| Task brief |
Every entry below should be repeated exactly; the pictures should not.

----- Recorded data

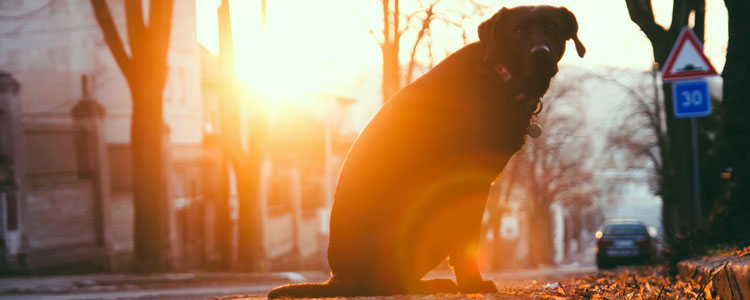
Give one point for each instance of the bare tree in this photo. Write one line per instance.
(676, 157)
(736, 124)
(397, 22)
(550, 166)
(245, 163)
(640, 133)
(145, 71)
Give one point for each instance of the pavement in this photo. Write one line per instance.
(158, 286)
(226, 285)
(729, 275)
(214, 285)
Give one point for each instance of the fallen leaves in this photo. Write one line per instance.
(642, 283)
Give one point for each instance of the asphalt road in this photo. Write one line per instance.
(506, 281)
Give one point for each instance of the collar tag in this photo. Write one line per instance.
(503, 72)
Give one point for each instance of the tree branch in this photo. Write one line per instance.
(425, 26)
(134, 17)
(643, 15)
(111, 37)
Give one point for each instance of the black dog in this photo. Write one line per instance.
(413, 188)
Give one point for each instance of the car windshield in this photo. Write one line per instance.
(624, 229)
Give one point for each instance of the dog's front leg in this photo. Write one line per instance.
(464, 263)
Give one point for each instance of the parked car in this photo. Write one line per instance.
(622, 241)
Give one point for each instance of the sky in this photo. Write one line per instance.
(327, 47)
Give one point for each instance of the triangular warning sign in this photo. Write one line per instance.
(687, 59)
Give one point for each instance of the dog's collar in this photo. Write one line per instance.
(533, 104)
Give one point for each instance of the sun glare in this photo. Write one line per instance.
(304, 46)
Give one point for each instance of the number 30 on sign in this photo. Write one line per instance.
(691, 99)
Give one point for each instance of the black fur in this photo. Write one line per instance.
(413, 187)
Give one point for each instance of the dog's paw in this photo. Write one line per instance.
(480, 287)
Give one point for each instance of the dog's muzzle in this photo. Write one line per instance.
(540, 50)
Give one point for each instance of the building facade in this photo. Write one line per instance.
(67, 130)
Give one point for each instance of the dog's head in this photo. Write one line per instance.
(529, 40)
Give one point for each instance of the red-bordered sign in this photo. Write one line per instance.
(686, 60)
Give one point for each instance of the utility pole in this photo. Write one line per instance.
(246, 164)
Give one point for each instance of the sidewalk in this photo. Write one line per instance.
(730, 275)
(119, 282)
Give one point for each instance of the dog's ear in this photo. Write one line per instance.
(487, 34)
(571, 31)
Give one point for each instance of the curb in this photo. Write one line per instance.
(121, 282)
(730, 276)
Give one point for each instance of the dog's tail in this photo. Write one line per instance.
(330, 288)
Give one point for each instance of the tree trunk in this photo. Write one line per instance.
(736, 76)
(541, 236)
(247, 166)
(151, 202)
(390, 49)
(678, 212)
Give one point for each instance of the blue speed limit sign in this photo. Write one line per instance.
(691, 99)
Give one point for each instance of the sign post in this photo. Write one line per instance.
(685, 64)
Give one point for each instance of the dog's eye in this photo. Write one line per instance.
(552, 27)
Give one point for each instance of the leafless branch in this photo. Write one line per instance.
(111, 37)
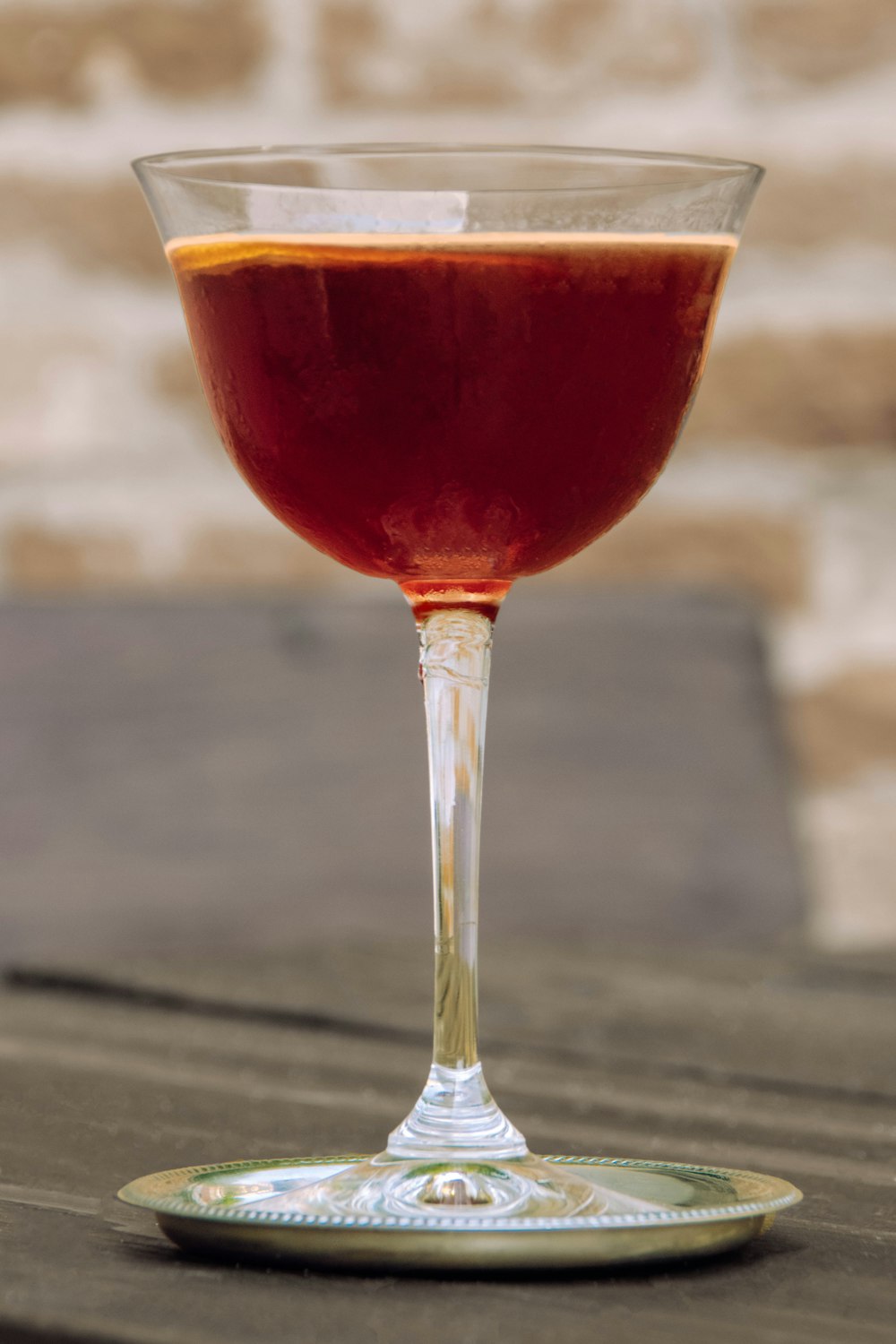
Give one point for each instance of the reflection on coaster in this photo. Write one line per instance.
(446, 1220)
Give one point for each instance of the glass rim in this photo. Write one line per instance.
(713, 166)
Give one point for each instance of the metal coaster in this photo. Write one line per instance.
(646, 1211)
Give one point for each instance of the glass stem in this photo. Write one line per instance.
(455, 1116)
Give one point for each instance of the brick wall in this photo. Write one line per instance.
(785, 486)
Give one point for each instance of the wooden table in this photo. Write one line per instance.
(777, 1062)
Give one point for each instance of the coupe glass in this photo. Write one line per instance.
(452, 367)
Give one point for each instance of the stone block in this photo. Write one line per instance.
(40, 558)
(815, 42)
(845, 726)
(750, 553)
(821, 389)
(842, 203)
(185, 50)
(495, 54)
(94, 226)
(237, 556)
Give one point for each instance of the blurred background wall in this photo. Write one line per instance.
(785, 484)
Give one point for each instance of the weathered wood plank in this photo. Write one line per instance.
(96, 1090)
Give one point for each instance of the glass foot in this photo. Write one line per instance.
(386, 1214)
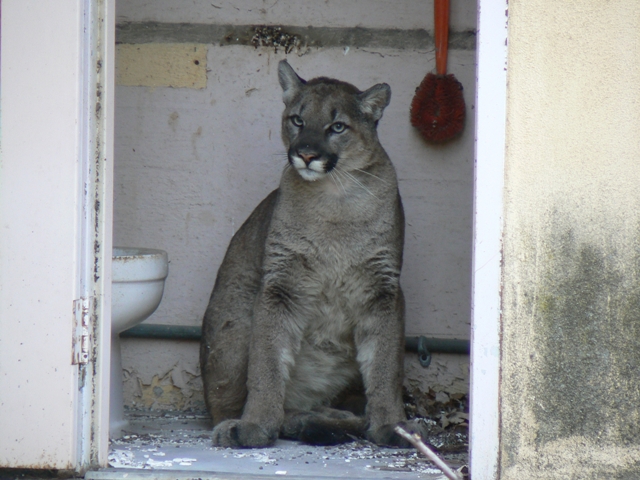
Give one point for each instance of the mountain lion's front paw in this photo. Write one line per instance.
(386, 435)
(242, 434)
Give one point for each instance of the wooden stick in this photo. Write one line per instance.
(417, 442)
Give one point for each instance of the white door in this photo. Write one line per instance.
(55, 232)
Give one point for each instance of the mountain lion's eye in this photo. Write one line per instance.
(338, 127)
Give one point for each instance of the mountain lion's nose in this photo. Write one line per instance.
(308, 157)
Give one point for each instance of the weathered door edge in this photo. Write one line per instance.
(96, 221)
(487, 237)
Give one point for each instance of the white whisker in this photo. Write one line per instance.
(356, 181)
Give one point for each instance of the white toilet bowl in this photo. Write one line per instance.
(137, 285)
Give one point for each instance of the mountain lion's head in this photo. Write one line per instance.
(328, 124)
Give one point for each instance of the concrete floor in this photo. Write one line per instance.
(170, 446)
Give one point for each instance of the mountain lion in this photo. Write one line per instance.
(307, 309)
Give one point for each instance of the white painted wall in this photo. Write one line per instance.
(191, 164)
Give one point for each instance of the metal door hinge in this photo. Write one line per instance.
(82, 309)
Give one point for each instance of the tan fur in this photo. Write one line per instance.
(307, 305)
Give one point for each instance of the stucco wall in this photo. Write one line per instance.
(193, 159)
(571, 296)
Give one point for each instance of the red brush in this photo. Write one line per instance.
(438, 109)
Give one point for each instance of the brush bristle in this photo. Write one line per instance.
(437, 109)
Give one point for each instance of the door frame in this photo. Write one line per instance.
(491, 98)
(56, 196)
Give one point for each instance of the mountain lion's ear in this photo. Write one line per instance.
(374, 101)
(289, 81)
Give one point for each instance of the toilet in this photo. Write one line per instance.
(137, 285)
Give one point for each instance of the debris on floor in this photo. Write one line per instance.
(182, 441)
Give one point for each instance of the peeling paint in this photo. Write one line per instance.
(162, 65)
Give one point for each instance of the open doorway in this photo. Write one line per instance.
(178, 167)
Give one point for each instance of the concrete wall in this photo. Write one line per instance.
(198, 146)
(571, 304)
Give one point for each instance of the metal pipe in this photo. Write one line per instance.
(423, 346)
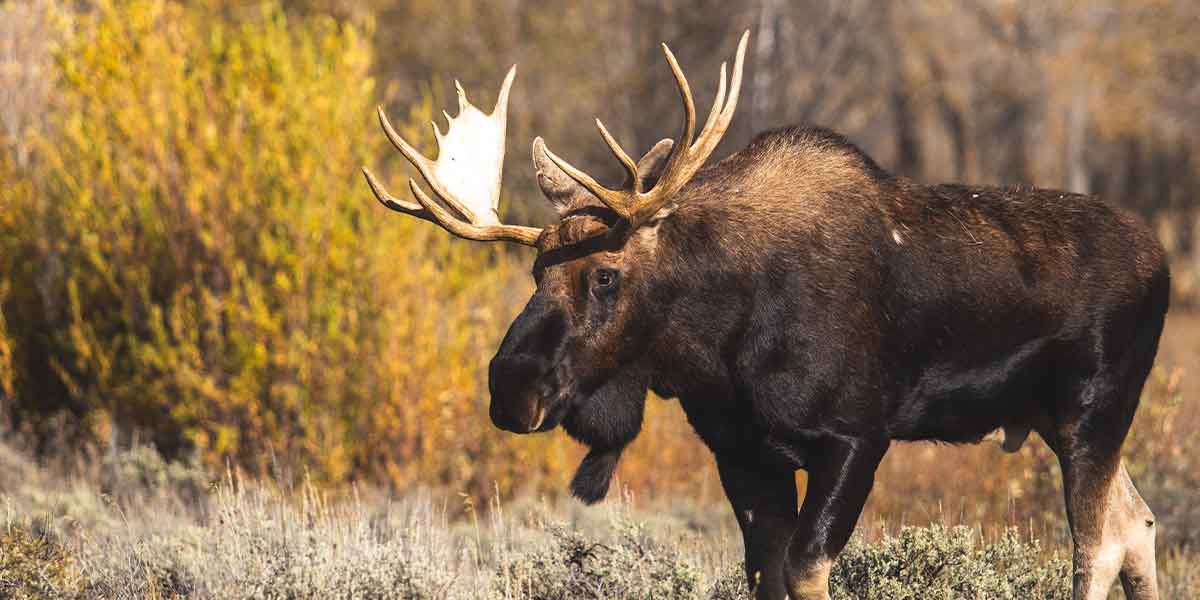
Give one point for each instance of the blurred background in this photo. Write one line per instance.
(191, 262)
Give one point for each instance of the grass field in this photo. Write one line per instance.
(943, 522)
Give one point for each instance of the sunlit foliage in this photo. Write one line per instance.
(193, 256)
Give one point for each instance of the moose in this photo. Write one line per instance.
(807, 309)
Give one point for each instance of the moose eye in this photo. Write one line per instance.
(605, 279)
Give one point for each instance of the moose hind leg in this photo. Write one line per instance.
(1111, 527)
(1139, 577)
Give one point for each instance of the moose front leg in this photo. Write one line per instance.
(840, 478)
(763, 501)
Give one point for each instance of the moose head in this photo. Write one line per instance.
(576, 354)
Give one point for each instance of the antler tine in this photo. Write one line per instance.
(424, 165)
(390, 201)
(688, 160)
(711, 138)
(436, 214)
(616, 199)
(689, 106)
(718, 105)
(619, 153)
(466, 177)
(687, 157)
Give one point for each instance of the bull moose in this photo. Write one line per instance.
(807, 307)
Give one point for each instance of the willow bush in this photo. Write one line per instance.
(192, 256)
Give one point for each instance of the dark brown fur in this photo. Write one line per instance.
(807, 309)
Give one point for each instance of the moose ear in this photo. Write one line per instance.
(555, 183)
(651, 165)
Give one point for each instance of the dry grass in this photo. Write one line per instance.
(137, 527)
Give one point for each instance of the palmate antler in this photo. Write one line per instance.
(636, 205)
(466, 177)
(471, 155)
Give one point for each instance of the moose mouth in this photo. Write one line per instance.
(552, 409)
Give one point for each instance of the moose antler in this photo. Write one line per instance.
(636, 205)
(466, 177)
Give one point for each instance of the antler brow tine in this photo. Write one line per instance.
(466, 177)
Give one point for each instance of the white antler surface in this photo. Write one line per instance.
(471, 155)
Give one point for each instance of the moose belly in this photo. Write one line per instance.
(996, 400)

----------

| Response |
Give one point for each instance of the bare tree in this photo. Write one line per instance.
(676, 157)
(736, 124)
(397, 22)
(550, 166)
(245, 163)
(640, 133)
(145, 71)
Give one point for each instance of the pavement in this photo. Write one line per instance.
(158, 286)
(226, 285)
(729, 275)
(214, 285)
Give one point for each instance of the fallen leaves in this photo. Write one line per instance.
(642, 283)
Give one point for each instance of the asphalt road in this photo. Write one line per instance.
(506, 281)
Give one point for each instance of the collar tag in this photo. Write one line per instance.
(503, 72)
Give one point for each instance of the tree branch in this photo. Write one line per instance.
(425, 26)
(134, 17)
(643, 15)
(111, 37)
Give one point for each instance of the black dog in this photo. Write one line per instance.
(413, 188)
Give one point for each instance of the car windshield in this photo. Write one line per instance.
(624, 229)
Give one point for each instance of the dog's front leg in this photo. Write one line per instance.
(464, 263)
Give one point for each instance of the parked car in this photo. Write one line per instance.
(622, 241)
Give one point for each instance of the sky in this photo. Write one line per instance.
(327, 47)
Give one point for each instance of the triangular warning sign in this photo. Write one line per instance.
(687, 59)
Give one point for each instance of the dog's collar in this photo. Write one line per instance.
(533, 104)
Give one point for each instance of the sun glare in this photo. Write one line per instance.
(304, 46)
Give one point for each instance of the number 30 on sign in this photo. Write one line per instance.
(691, 99)
Give one point for each instance of the black fur in this photo. Write one line per instance.
(413, 187)
Give one point for each instance of the dog's paw in this photo. Write one line per instance.
(480, 287)
Give one point for each instance of the dog's muzzle in this photo. Write one line per instance.
(540, 50)
Give one point for each instance of the building facade in this photo. Write one line per instance.
(67, 130)
Give one point for each instance of the dog's head in this photo. Write one line per instance.
(529, 40)
Give one point for each instance of the red-bordered sign in this photo. Write one line per instance.
(686, 60)
Give one point for each instance of the utility pole in this photo. Write one line per instance.
(246, 164)
Give one point for each instance of the sidewalk in this photo. Write one line per instance.
(730, 275)
(119, 282)
Give one point for each instance of the dog's ear in this photo. Write one line per instance.
(487, 34)
(571, 31)
Give one point for each instance of the curb in this photo. Write one line per instance.
(121, 282)
(730, 276)
Give one point for each instance of the dog's tail in this photo. Write one line per instance.
(330, 288)
Give one point for each instance of the tree trunk in this photo. Write one line per instance.
(736, 76)
(541, 236)
(247, 166)
(151, 202)
(390, 49)
(678, 212)
Give one point for each instance of the blue speed limit sign in this photo. Write one line per instance.
(691, 99)
Give one point for each instance of the sign post in this photo. Write one line per instance.
(685, 64)
Give one point for each instance of the dog's eye in this photo. Write one line per instance.
(552, 27)
Give one point for each instance of the leafless branch in this photo. Write one line per instance.
(111, 37)
Give one point for each instance of the reflection on coaster in this photo. Write one line per instance.
(446, 1220)
Give one point for each instance of the glass rim in this photo. Write one line per instance.
(713, 166)
Give one point for each instance of the metal coaster in this photo. Write one line per instance.
(646, 1211)
Give one point for each instance of the glass stem in this photo. Write one line per instance.
(455, 1116)
Give one point for each instance of the brick wall in this photo. Write one line per instance.
(785, 486)
Give one point for each instance of the wooden table in this photo. Write one line per instance.
(777, 1062)
Give one point for each instance of the coupe glass in this photo. Write one line per instance.
(452, 367)
Give one point for each instance of the stone block in this photo. Write one line per instance.
(40, 558)
(815, 42)
(845, 726)
(750, 553)
(821, 389)
(842, 203)
(185, 50)
(495, 54)
(94, 226)
(237, 556)
Give one point for each instance of the blurred background wall in this photo. Write one line per instance.
(785, 484)
Give one point for each instance of the weathered wood plank in this photo. Write one line per instance.
(96, 1090)
Give one point for each instance of the glass foot in this photo. Write one line per instance.
(386, 1214)
Give one point for each instance of the mountain lion's front paw in this photo. Write one line per instance.
(386, 435)
(242, 434)
Give one point for each instance of the wooden stick in this photo. Write one line per instance.
(417, 442)
Give one point for each instance of the white door in this photo. Write one line per instance.
(55, 232)
Give one point for each instance of the mountain lion's eye in this photo. Write one line per instance.
(338, 127)
Give one point for each instance of the mountain lion's nose in this photo. Write one line per instance.
(308, 157)
Give one point for each instance of the weathered door edge in this photo. Write one line per instance.
(96, 221)
(487, 237)
Give one point for each instance of the white whisker in this photo. Write one line per instance.
(356, 181)
Give one point for each instance of the white toilet bowl in this photo. Write one line per instance.
(137, 285)
Give one point for each instance of the mountain lion's head in this photo. Write one line per instance.
(328, 124)
Give one point for each instance of the concrete floor in this photo. Write one line per instance.
(170, 446)
Give one point for each instance of the mountain lion in this photo. Write one line per instance.
(307, 309)
Give one point for each instance of the white painted wall in this photo. Write one line per instance.
(191, 164)
Give one point for each instance of the metal door hinge in this photo. Write one line per instance.
(82, 309)
Give one point for each instance of the tan fur in this photo. Write one line per instance.
(307, 305)
Give one point for each instance of the stucco wall in this photo. Write one line per instance.
(193, 159)
(571, 296)
Give one point for each instance of the red brush in this photo. Write one line per instance.
(438, 109)
Give one point for each instance of the brush bristle in this photo. Write one line per instance.
(437, 109)
Give one point for each instance of the door frame in this photo. Write one line per instance.
(491, 98)
(56, 196)
Give one point for each instance of the mountain lion's ear in this photo. Write one line per instance.
(374, 101)
(289, 81)
Give one point for each instance of the toilet in this photo. Write one line per instance.
(137, 285)
Give one point for each instance of the debris on floor in this photo. Write one line per instance.
(182, 441)
Give one point for each instance of the peeling paint in this photo. Write one line per instance.
(162, 65)
Give one point for each instance of the open doorway in this photo. Write one line per instance.
(178, 167)
Give one point for each instance of the concrete wall in this photo. Write one line per instance.
(198, 146)
(571, 304)
Give one point for each instance of the metal pipe in this photo. Write one line per instance.
(423, 346)
Give one point for each instance of the blurred background in this photo. Write one line per instance.
(191, 262)
Give one point for each instance of the grass field in this photo. Write one line per instance.
(943, 522)
Give one point for each instance of the sunlit foliage in this photo. Write one line per instance.
(193, 256)
Give one point for each instance of the moose in this photo. Write one line per instance.
(807, 309)
Give one point for each instance of the moose eye in this photo. Write one line per instance.
(605, 279)
Give one point for each instance of the moose hind leg in this photo. Write one line per instance.
(1111, 527)
(1139, 577)
Give one point for each instance of the moose front leg in this photo. Write one line per instance.
(840, 478)
(763, 501)
Give one point for each instance of the moose head in this photo. Write one line per instance.
(576, 354)
Give one point for each instance of the antler tine in this photo. Write one line per instance.
(424, 165)
(390, 201)
(688, 160)
(711, 138)
(436, 214)
(616, 199)
(689, 106)
(718, 105)
(619, 153)
(466, 177)
(687, 157)
Give one point for each instance of the bull moose in this photo. Write one line per instance.
(807, 307)
Give one point for each instance of the willow bush in this photo. Write one line per instance.
(192, 256)
Give one point for each instance of the dark brown fur in this photo. Write one line per instance.
(807, 309)
Give one point for each instance of the moose ear in this photo. Write one line per instance.
(555, 183)
(651, 165)
Give one point for each instance of the dry grass in this photo. Write one line per instance.
(137, 527)
Give one point for each instance of the palmate antler in this photo. Write one line per instance.
(636, 205)
(466, 177)
(471, 155)
Give one point for each instance of the moose mouth in this photo. Write one line per instance.
(552, 409)
Give one point for each instance of the moose antler in this photo. Write one line per instance.
(636, 205)
(466, 177)
Give one point for each instance of the antler brow tine in this photo. Write one line per instance.
(466, 177)
Give one point for each instance of the white antler surface in this photo. Write one line per instance.
(471, 155)
Give one point for each instance of the moose belly in this photo. Write one line per instance.
(996, 400)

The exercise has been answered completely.